*SELECTION:*
__________

Hi, here is my woody install report.  

Conclusion: Not bad but some touch up will not harm.

Summary of issues:
 1.  This is as good as potato boot-floppies but not much better.
 2.  tasksel choices (especially missing newbie entry and games 
     selected by traditional unix server) need fix.
 3.  Some efforts to reduce messages are still desirable.
 4.  Central logging capabilities of warning messages are desirable.
 5.  Hardware configurations, especially network card configuration,
     needs to be user friendly and more descriptive.
 6.  apt source.list is tricky for the current testers.  It is 
     desirable to address this issue to get less noise for testing.  No
     major package conflict issues encountered which was reported
     elsewhere.  This is not the inherent issue of this boot-floppies.

Step-by-step reports:
* dd rescue.bin and root.bin (3.0.23-2002-05-21) from bf2.4
* boot P233-MMX with above.  Nice penguin pic on top :)
* Select 'en' (Looks like now Japanese 16 bit codes are displayed too :)
* Chose US.   (This looks like frame buffer console to me)
* ALT-F2 and in shell (fdisk as I wish)  And back to ALT-F1
* swapon hda5 128 MB (can be bigger but heck)
* mkfs (hda1=ext3=/=100MB, hda6=ext3=/tmp=250MB, 
  hda7=ext3=/home=650MB, hda8=ext3=/var=650MB, hda9=ext3=/usr=3000MB)
* Install kernel (shoot, no network, make 4 driver-?.bin floppies)
* Configure modules (add 'net/tulip' for me, more description on drivers
  needed.  And why only tulip is not in just in 'net'?)
* Configure network (I am on fixed IP LAN. 192.168.1.4, GW=192.168.1.1)
* Base system (HTTP, proxy=gateway, port=3128, squid on my GW)
*** Oops.  eth0 was not connected to LAN. Yes, I had 2 Ethernet cards.
           Selecting eth1 did not fix problem.  I needed to do "ifconfig
           eth0 down" manually after activating both eth0 and eth1
           accidentally.  eth1 was connected to LAN.  When I bounced
           back to network configuration, it will be nice if "ifconfig
           eth0 down" can be done by menu.)
* Nice remote install, lovely.
* Make system bootable (I drop lilo into /dev/hda1 since it is robust
  against DOS stupidity instead of supposedly secure /dev/hda.  Anyway,
  I get warned security of lilo. MBR install has too wordy, I never read
  its content. )
* Make boot floppy.  I do not understand why this is "should".  Our
  rescue disk should be enough.  "should"->"may".  Some info about
  rescue disk used with root=/dev/hda1 may be more useful.  Who remember
  where we put boot floppies :)
===== REBOOT ====
* Information on /usr/sbin/base-config is nice :)
* Nice to see hardware clock is GMT as default.  Kinder explanation for
  dual-boot may be good for WINDOZE user but not critical.
* Enable MD5 password instead. (Why not as default?  More help info?)
* Set up apt source list. Why "non-US" is asked here.  It is meaningless
  to talk about US law under current crypt-in-main archive.
* Selection of mirror. Some indication for RR-DNS and unique host may be
  useful as menu entry.
***  Oops. Reading from stable archive. Move to console by ALT-F2:
   # cd /etc/apt
   # mv sources.list sources.list.org
   # sed s/stable/testing/ <sources.list.org >sources.list
   # dselect update
   .... fetch package list
   Back to installer: ALT-F1
* Add security and fetch package list (from stable but OK for now.)

__________

*OBJECTIVE:* Reproduce everything in the install report above from "Selecting eth1 did" down to "boot floppies :)", word for word.

*COLLECTED DATA:*
__________

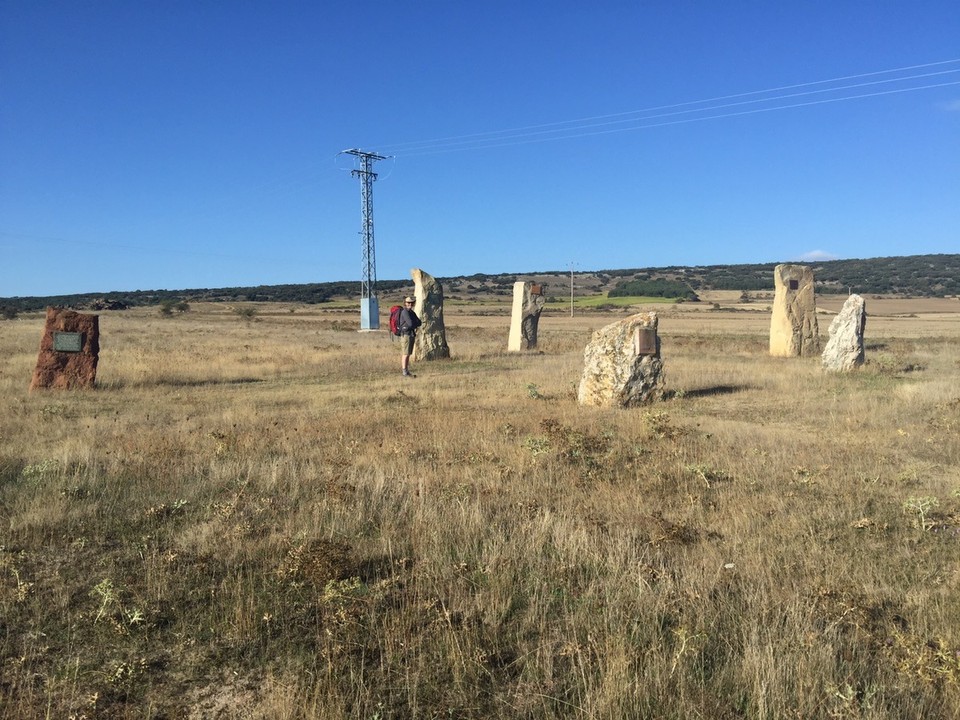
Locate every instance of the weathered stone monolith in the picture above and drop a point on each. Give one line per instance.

__________

*SOLUTION FOR THIS TASK:*
Selecting eth1 did not fix problem.  I needed to do "ifconfig
           eth0 down" manually after activating both eth0 and eth1
           accidentally.  eth1 was connected to LAN.  When I bounced
           back to network configuration, it will be nice if "ifconfig
           eth0 down" can be done by menu.)
* Nice remote install, lovely.
* Make system bootable (I drop lilo into /dev/hda1 since it is robust
  against DOS stupidity instead of supposedly secure /dev/hda.  Anyway,
  I get warned security of lilo. MBR install has too wordy, I never read
  its content. )
* Make boot floppy.  I do not understand why this is "should".  Our
  rescue disk should be enough.  "should"->"may".  Some info about
  rescue disk used with root=/dev/hda1 may be more useful.  Who remember
  where we put boot floppies :)